* YOUR OBJECTIVE: Down to the last line, repeat the entries exactly and drop any image.
↓↓↓
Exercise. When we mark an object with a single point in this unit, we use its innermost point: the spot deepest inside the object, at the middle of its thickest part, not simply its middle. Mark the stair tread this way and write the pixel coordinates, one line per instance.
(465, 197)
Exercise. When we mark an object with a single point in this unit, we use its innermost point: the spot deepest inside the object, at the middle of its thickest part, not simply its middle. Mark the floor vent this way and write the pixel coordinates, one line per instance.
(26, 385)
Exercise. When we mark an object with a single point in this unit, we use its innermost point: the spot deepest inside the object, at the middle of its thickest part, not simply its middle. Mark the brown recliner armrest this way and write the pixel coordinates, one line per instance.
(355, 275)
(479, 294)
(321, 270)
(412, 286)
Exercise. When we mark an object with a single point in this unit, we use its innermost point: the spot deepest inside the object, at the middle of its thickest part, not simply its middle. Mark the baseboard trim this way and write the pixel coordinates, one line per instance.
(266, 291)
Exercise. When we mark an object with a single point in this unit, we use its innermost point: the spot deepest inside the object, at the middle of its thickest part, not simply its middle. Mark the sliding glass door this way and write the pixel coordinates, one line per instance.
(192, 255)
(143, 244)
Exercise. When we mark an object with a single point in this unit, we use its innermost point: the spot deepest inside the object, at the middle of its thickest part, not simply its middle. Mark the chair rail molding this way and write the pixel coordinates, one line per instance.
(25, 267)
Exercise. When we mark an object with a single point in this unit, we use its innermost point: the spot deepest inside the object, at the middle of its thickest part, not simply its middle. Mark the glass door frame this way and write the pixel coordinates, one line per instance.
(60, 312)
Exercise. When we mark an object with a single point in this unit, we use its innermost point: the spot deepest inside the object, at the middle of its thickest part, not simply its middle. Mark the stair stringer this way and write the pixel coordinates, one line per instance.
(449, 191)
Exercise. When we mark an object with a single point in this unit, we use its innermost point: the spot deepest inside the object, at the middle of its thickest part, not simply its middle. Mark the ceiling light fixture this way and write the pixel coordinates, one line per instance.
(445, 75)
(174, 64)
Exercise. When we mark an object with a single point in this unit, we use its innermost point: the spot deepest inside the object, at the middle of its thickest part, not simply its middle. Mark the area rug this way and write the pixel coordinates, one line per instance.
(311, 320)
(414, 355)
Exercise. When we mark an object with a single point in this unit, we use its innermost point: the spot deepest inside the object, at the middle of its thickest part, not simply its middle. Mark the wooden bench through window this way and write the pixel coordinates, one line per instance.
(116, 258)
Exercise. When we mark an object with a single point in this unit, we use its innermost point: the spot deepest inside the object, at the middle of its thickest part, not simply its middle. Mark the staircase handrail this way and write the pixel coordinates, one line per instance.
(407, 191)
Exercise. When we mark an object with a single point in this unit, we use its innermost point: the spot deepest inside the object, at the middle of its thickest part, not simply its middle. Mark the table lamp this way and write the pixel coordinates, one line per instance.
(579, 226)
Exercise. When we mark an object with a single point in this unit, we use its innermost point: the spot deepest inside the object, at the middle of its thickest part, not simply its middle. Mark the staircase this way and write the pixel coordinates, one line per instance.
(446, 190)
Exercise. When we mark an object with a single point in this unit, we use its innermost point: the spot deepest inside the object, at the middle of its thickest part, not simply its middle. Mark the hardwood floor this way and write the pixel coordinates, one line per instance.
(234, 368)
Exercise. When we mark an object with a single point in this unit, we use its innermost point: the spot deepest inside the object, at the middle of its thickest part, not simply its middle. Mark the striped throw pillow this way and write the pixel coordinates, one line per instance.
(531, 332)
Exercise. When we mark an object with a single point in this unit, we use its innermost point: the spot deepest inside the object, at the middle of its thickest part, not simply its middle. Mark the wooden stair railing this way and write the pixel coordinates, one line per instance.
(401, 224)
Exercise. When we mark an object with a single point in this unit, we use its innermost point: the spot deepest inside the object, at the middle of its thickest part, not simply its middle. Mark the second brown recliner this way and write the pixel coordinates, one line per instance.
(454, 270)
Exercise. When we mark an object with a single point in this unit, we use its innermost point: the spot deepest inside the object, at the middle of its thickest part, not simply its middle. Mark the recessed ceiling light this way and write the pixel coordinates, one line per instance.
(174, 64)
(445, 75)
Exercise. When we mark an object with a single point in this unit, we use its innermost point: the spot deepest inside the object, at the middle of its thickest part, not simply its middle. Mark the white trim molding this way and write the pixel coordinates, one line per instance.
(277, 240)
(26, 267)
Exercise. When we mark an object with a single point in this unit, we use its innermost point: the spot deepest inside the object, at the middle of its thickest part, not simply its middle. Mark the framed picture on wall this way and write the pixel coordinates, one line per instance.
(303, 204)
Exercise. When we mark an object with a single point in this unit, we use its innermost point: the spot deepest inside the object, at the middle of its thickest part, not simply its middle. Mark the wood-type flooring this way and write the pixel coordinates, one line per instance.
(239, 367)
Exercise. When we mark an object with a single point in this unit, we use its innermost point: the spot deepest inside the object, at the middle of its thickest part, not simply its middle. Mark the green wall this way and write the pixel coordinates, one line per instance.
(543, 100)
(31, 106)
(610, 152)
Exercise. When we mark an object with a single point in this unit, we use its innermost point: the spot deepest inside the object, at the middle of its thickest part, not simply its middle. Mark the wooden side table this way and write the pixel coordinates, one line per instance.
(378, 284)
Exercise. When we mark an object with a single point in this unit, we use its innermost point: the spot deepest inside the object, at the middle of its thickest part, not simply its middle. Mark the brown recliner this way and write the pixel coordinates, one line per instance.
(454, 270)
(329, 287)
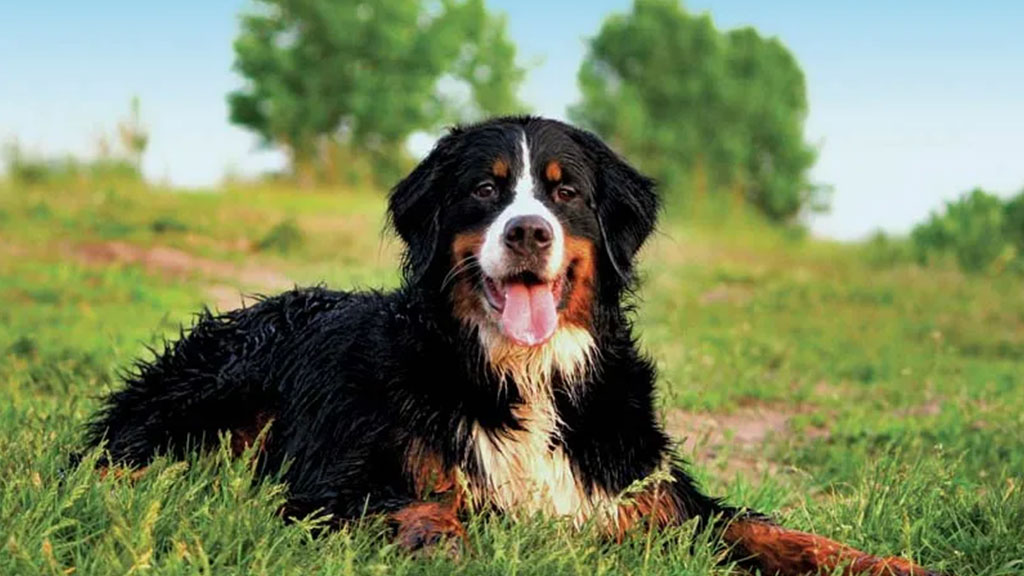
↑↑↑
* TASK OUTPUT:
Exercise. When we mark an object with a single point in this unit, we use its innermost point: the spot deepest inside the object, at the middle of its thickest part, not simply its middle. Mark the stair tread this way and write the pixel coordinates, one line per instance.
(465, 197)
Exercise. When we mark an object with a single point in this unit, we use its innermost point: the spot deepest inside the object, at the middle of its thickest part, not simply its middle. Mark the floor vent this way and write the pixel coordinates, one line per instance.
(26, 385)
Exercise. When we mark an object with a single point in this unit, we use its innermost point: the spot deepest inside the object, at the middle of its thickest part, not simply its middle. Mark the brown recliner armrest this way and write the pixel coordinates, one line per instance.
(355, 275)
(479, 294)
(321, 270)
(412, 286)
Exercise. When we mark an object with a single point in this unit, we use its innermost point: the spot deepest inside the object, at the middle of its thickest part, not simply its middle. Mark the baseboard trim this way and write the pixel coordinates, one line per instance.
(266, 291)
Exercise. When we mark an object with a single point in this unit, we use its innermost point: the spot deepest inside the object, at the middle of its thickest part, not simply its middle. Mark the sliding glass door this way and write the pixel coordinates, one line per instance.
(192, 255)
(143, 244)
Exercise. When we mark an object with a single point in this unit, we use its innermost point: the spot deepest inside the object, at the middle of its thickest part, not simply its middle. Mark the chair rail molding this way and write the pixel coordinates, one line per instance.
(25, 267)
Exercise. When we mark an object with a single point in this unit, we use its innermost point: the spot deepest inside the object, at the middle of its thickest part, not simply its middle. Mark the glass door frame this way and write the pixel coordinates, one line per instance.
(60, 312)
Exercise. When we mark an object with a single point in this unit, we use its innermost point: the spot deepest inside the object, at the middle of its thickest part, not simply its middle. Mark the stair stringer this way and write the pixel coordinates, one line per instance.
(449, 191)
Exercise. When we mark an object with a single point in this unit, we use its innermost point: the spot deepest inside the object, at the middle of its thickest part, not simply its middle. Mark the ceiling light fixture this way and write the pixel coordinates, one line per instance.
(445, 75)
(174, 64)
Exercise. When we mark an object with a single point in this unit, we use its innermost point: the spot deepest inside the object, at the middle of its thickest part, not simply its middle. Mark the area rug this way and write the pixel coordinates, one line per instance.
(311, 320)
(414, 355)
Exercise. When we mark an object with a single point in this unit, we use its innermost point: the spot deepest inside the object, at the middle of its thickest part, not simply its middle. Mark the wooden bench through window this way and write the pixel coordinates, one line per instance.
(116, 258)
Exercise. When we mark an object with a single point in this unit, we use its innermost point: the spot deepest inside the object, at the middle of its thickest part, not simply its middle. Mark the staircase handrail this way and write the pixel coordinates, one line per instance.
(407, 191)
Exercise. When we mark an object with a single point in this unit, we use its innermost point: the spot deepest inside the object, at the middle of its thickest part, not simply its middle. Mark the table lamp this way and write the pixel coordinates, one line per instance.
(579, 226)
Exercise. When we mark an object with a single point in this unit, we use its innermost point: the spot deepest inside the object, at the middle of its thickest part, not simply its middle. Mark the staircase this way and write the pixel coordinates, one line per instance.
(446, 190)
Exercise. When we mark an object with a single point in this unit, we use its innermost point: the spot deepest inside the object, at the middle of its thickest part, not simply its middle. Mark the hardwood floor this way and write the pixel coordinates, one line per instance.
(234, 368)
Exercise. When we mark an object with a single point in this unit, we use its innermost point: the spot deepest inside the object, at the middle of its thickest part, not simply its middle. Mark the striped throw pillow this way and write the pixel coordinates, one line per instance.
(531, 332)
Exercise. When we mark an object with a single point in this unit, we use its innermost point: the spot deepest inside the object, at the middle of its thickest part, not simply its middle. Mark the wooden stair railing this way and write the pixel coordinates, one line per instance.
(401, 224)
Exercise. When we mark an object with a single point in this unit, we use its innermost point: the spot deepest inside the object, at the middle of its thickest part, not simply its middle. Mark the second brown recliner this way and write the pixel coordinates, one line per instance.
(454, 270)
Exercise. When we mark an object with a single point in this unit, we use its innermost point: the spot deepest inside the object, at the middle of its thickest part, not simply its middle. Mark the recessed ceiling light this way and write the pixel coordinates, one line per instance.
(174, 64)
(445, 75)
Exercise. When we mark an object with a single point in this unit, we use its innermost point: the spot deepest inside the object, at the middle of its thickest part, not simply its middle. Mark the white trim molding this way and write the pixel coordinates, one line per instance.
(277, 240)
(26, 267)
Exercise. When we mark an object with a single point in this unit, we use its innermost point: the spot deepest inside the object, at the middle of its thickest part, not simply its middle. Mark the framed picture on wall this way and write the pixel coordinates, one line per instance.
(303, 204)
Exercise. When we mark an object with a single point in this unit, we use its innermost point: the spot deepest inside the object, at the middle of its thickest part, not simply its middle. Mark the wood-type flooring this way and write the pixel coordinates, one line per instance.
(239, 367)
Exercise. When we mark an object with a single point in this unit, we use its innermost point: the spot deepest inside the object, at the middle of its thickest part, not simply its middle. Mark the green wall this way and write the pixel coordinates, one line per instance.
(543, 100)
(31, 106)
(610, 152)
Exercise. When we mark an object with a single point in this unit, we use its innermost point: the spot deepest inside the object, at the middle of its thickest part, not simply its middle. Mark the wooden side table this way and write the pixel coordinates, one line per instance.
(378, 284)
Exercise. When we mark an object with a single point in this unit, we use its innermost point: the spot deepest inside the object, at the middle of its thickest part, not simply its middle. Mark the brown recliner this way and write the pixel coordinates, one line per instance.
(454, 270)
(329, 287)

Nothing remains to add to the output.